### Description of the task
Give back, character for character, the line that includes "Teacher note: indicate the white" and all lines beneath it in the data.

(Records drawn from a dataset)
◆ ◆ ◆ ◆ ◆

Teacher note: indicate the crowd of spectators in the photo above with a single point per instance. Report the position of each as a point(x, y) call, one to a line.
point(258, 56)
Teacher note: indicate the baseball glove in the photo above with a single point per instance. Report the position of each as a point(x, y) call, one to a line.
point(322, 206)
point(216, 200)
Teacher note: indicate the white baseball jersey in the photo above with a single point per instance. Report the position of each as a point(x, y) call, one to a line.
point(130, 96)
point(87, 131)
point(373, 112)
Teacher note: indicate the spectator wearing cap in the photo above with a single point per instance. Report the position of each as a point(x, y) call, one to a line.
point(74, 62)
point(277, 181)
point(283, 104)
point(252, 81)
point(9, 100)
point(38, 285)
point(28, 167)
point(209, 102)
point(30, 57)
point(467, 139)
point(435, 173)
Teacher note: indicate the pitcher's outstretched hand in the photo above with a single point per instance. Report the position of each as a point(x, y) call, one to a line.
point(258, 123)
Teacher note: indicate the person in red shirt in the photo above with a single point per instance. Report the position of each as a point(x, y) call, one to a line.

◆ ◆ ◆ ◆ ◆

### Response below
Teacher note: indicate the white baseball jersey in the photo above with a single point per instance. Report the position of each as a point(x, y) call, one to a line.
point(130, 96)
point(87, 131)
point(373, 112)
Teacher note: indicate the spectator wearing cap in the photo above with a single point per instance. Report the position of each as a point(x, y) call, one to a line.
point(74, 62)
point(277, 181)
point(283, 104)
point(252, 81)
point(9, 100)
point(38, 285)
point(28, 167)
point(209, 102)
point(30, 57)
point(467, 139)
point(435, 173)
Teacher note: indicate the pitcher's outstretched hand in the photo above with a single point per instance. Report the position of each as a point(x, y) call, one to a line.
point(258, 123)
Teacher note: indicate the person in red shirt in the photo above with a single point per instance. Report the position of each as a point(x, y) call, one to a line.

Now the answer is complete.